> WHAT YOU ARE ASKED TO DO
Write out the material below again, replacing every "Detect" with "Locate" and keeping everything else the same.

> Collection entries
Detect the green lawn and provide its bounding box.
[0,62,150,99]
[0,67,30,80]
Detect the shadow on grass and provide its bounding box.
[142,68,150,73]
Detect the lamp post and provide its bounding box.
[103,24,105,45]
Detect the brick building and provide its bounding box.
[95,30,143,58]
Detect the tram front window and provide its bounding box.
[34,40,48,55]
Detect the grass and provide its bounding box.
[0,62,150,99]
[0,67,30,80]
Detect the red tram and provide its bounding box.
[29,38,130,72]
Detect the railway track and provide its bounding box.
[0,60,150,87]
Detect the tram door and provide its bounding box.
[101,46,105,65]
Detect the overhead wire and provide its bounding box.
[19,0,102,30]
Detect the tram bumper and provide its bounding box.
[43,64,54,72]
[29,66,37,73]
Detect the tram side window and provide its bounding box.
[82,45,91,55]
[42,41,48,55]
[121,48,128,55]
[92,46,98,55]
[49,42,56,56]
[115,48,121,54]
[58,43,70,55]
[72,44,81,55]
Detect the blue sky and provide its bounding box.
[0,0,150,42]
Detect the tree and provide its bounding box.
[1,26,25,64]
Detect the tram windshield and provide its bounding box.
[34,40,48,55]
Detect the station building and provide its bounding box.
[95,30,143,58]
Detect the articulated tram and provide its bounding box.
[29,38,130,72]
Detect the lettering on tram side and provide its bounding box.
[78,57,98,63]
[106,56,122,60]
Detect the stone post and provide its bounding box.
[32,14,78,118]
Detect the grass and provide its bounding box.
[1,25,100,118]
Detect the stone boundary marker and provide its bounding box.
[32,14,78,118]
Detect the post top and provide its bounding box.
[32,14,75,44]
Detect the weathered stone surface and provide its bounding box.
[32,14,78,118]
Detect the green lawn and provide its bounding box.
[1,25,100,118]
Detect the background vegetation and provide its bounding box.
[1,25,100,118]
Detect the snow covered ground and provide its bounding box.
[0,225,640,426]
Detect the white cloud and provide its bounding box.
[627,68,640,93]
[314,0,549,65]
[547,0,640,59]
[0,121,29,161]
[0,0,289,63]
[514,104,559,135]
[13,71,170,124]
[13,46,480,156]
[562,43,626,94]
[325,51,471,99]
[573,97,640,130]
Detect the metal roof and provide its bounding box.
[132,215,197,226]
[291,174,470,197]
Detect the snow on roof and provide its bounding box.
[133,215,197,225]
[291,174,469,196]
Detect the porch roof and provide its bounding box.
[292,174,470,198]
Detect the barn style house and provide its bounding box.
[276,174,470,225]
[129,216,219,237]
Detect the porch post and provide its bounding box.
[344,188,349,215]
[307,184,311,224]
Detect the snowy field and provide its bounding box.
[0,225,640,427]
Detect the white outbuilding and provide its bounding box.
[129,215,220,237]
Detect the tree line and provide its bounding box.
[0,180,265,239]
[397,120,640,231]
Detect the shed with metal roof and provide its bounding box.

> OUTPUT FOR THIS EXERCISE
Locate the green lawn and provide its bounding box.
[0,62,150,99]
[0,67,30,80]
Locate the shadow on grass and provide its bounding box.
[142,68,150,73]
Locate the lamp post and provide its bounding box.
[103,24,105,45]
Locate the brick building and provide its bounding box.
[95,30,143,58]
Locate the tram front window and provide its bounding box.
[34,40,48,55]
Locate the grass and provide its bounding box.
[0,62,150,99]
[0,67,30,80]
Locate the red tram and provide its bounding box.
[29,38,130,72]
Locate the railway track and provide its bounding box.
[0,60,150,87]
Locate the tram door and provide its bounding box.
[101,46,105,65]
Locate the overhead wire and provide its bounding box.
[19,0,102,30]
Locate the tram bumper and provide its bounding box.
[43,64,54,72]
[29,66,37,73]
Locate the tram side window and provide its bounding box.
[82,45,91,55]
[42,41,48,55]
[121,48,128,55]
[92,46,98,55]
[49,42,56,56]
[115,48,121,54]
[58,43,70,55]
[72,44,81,55]
Locate the blue sky and provide its bounding box.
[0,0,150,42]
Locate the tree and provide its bounding box.
[1,26,25,64]
Locate the tram windshield and provide its bounding box.
[34,40,48,55]
Locate the station building and provide its bounding box.
[95,30,143,58]
Locate the articulated tram and provide its bounding box.
[29,38,130,72]
Locate the lettering on tram side and provide its bounding box.
[78,57,98,63]
[106,56,122,60]
Locate the stone post and provide its bounding box.
[32,14,78,118]
Locate the grass and provide its bounding box.
[1,25,100,118]
Locate the stone boundary marker and provide its bounding box.
[32,14,78,118]
Locate the post top and provide its bounding box.
[32,14,75,44]
Locate the weathered stone surface and provide its bounding box.
[32,14,78,118]
Locate the green lawn and provide its bounding box.
[1,25,100,118]
Locate the background vegetation and provide its bounding box.
[1,25,100,118]
Locate the snow covered ground and provide its bounding box.
[0,225,640,426]
Locate the white cloud and provide its bounding box.
[627,68,640,93]
[314,0,549,65]
[547,0,640,59]
[0,121,29,161]
[0,0,289,63]
[514,104,559,135]
[13,71,170,124]
[13,46,480,156]
[562,43,626,94]
[325,51,471,99]
[573,97,640,130]
Locate the metal roof and provide its bounding box.
[132,215,197,226]
[291,174,470,197]
Locate the snow on roof and provide its bounding box.
[133,215,197,225]
[291,174,469,196]
Locate the porch roof and provide its bounding box.
[292,174,470,198]
Locate the barn style house and provide its bounding box.
[276,174,470,225]
[129,216,219,237]
Locate the porch post and provide its bounding box.
[344,188,349,215]
[307,184,311,224]
Locate the snowy field and provide its bounding box.
[0,225,640,427]
Locate the white outbuilding and provide its bounding box.
[129,215,220,237]
Locate the tree line and provide its bounding box.
[0,180,265,239]
[397,120,640,231]
Locate the shed with metal roof and provide its bounding box.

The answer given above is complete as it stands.